▸ **Objective**: Show each line from the rows below that contains the word "blue", copied in full. Case counts.

▸ **Input**:
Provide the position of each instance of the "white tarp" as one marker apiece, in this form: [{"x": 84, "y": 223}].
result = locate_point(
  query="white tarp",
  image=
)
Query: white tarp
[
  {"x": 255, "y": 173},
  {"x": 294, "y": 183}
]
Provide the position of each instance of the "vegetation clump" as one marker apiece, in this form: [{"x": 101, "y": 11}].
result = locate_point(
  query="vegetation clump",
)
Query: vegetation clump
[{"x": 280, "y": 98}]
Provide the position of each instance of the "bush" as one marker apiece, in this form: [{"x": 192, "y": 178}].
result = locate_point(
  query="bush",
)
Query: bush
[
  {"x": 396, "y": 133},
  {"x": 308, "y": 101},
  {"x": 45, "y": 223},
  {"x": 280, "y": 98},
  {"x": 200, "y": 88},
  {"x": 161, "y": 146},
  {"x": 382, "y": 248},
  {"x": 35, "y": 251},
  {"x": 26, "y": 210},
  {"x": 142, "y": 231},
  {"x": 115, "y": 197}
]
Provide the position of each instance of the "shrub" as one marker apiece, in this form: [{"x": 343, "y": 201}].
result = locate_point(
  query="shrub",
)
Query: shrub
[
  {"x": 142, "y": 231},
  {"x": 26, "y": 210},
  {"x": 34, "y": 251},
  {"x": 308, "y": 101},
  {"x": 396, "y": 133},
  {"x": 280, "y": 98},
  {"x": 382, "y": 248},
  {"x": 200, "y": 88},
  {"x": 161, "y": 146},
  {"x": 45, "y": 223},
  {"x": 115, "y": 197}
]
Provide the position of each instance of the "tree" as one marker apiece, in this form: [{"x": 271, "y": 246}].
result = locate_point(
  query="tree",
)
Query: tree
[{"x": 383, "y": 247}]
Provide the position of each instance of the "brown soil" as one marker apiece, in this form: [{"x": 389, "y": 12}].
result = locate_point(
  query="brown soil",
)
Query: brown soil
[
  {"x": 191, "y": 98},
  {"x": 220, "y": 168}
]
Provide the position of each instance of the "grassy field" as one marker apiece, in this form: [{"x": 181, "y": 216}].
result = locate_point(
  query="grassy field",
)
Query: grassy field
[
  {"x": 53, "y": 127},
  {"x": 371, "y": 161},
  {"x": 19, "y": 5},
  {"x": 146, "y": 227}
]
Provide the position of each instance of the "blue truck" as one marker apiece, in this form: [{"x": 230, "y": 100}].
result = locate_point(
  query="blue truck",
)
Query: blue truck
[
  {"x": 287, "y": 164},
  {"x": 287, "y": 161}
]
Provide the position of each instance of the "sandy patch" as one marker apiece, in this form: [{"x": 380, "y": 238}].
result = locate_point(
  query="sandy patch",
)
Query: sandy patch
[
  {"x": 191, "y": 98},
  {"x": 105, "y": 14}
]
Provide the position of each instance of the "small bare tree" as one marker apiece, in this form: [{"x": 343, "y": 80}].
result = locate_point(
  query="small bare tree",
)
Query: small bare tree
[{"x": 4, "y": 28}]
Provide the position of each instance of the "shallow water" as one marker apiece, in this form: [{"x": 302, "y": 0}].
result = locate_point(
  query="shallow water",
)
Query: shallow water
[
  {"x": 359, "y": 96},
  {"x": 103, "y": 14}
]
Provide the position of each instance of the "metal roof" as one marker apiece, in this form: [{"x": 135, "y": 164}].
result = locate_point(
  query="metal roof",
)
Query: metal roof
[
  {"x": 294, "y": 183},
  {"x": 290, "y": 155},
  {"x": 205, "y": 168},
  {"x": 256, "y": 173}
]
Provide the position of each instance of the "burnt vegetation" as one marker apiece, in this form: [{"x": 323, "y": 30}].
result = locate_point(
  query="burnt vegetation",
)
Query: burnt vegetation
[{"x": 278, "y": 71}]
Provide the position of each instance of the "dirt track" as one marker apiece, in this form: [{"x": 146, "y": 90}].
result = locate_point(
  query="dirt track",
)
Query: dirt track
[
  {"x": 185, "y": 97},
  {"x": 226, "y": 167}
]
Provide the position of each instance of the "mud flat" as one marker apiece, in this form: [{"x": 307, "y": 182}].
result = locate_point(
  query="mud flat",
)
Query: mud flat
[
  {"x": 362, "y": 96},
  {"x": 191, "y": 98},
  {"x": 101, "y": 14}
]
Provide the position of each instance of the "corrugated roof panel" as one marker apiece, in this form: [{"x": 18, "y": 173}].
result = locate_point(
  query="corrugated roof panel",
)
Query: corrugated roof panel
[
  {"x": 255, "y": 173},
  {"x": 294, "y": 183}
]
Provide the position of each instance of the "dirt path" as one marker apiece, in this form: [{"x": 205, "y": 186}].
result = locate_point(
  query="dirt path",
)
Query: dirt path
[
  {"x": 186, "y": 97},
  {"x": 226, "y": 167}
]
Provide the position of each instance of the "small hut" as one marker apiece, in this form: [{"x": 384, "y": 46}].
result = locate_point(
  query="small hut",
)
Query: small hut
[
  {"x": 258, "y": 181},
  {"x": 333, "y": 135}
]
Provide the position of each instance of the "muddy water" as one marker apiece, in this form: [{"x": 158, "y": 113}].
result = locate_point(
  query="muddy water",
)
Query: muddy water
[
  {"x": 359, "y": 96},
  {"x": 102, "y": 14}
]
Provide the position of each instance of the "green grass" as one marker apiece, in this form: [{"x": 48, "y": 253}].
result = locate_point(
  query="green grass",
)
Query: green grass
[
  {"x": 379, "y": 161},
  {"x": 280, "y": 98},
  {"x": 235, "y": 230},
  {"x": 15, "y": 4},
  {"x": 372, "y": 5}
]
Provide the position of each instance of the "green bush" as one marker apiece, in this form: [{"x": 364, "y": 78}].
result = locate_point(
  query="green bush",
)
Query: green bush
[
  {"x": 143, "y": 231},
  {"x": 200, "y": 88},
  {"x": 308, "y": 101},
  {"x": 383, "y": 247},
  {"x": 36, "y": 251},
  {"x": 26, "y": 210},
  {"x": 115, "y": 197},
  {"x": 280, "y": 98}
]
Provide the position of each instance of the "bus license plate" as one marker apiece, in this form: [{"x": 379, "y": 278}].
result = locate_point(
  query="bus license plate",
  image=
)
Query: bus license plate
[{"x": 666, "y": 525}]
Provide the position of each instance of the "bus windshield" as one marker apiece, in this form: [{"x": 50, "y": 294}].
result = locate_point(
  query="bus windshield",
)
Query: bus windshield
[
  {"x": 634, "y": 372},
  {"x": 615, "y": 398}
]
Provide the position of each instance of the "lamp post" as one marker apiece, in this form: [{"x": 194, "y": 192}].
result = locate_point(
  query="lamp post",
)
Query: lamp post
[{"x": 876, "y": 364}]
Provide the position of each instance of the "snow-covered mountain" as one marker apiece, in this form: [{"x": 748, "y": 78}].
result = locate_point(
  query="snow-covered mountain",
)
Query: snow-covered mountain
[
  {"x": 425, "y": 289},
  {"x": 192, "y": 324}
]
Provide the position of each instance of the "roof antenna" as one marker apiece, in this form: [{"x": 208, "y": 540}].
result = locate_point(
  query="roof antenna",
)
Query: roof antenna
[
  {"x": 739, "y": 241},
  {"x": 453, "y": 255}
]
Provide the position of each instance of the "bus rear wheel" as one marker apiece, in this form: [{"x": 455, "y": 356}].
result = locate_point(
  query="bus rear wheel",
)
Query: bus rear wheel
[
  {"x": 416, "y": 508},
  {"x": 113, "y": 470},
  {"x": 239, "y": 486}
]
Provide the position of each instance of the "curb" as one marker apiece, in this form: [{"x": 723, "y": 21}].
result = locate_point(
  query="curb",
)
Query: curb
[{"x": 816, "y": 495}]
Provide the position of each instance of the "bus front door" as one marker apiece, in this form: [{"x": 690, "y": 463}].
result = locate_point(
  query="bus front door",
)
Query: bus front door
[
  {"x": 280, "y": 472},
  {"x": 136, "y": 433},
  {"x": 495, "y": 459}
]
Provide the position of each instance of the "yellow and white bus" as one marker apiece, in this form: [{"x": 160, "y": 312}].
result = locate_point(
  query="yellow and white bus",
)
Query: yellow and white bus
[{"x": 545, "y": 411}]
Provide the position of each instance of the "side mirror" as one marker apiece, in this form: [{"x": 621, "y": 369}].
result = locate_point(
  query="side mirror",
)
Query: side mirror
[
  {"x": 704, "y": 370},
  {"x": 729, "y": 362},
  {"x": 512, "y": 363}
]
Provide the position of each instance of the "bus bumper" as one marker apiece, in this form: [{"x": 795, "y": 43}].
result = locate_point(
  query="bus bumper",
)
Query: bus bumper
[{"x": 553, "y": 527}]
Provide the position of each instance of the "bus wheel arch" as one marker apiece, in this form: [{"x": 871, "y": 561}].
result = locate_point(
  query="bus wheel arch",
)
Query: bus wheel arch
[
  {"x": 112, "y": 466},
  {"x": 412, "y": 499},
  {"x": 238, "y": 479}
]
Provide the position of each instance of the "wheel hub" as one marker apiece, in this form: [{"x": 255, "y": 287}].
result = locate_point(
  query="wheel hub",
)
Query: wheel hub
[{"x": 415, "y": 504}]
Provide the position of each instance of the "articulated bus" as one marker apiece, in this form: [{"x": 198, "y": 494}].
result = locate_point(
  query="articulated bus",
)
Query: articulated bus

▸ **Reply to the exercise**:
Provide the position of each instance of the "blue truck" as one marker apiece, in this form: [{"x": 230, "y": 100}].
  query="blue truck",
Query: blue truck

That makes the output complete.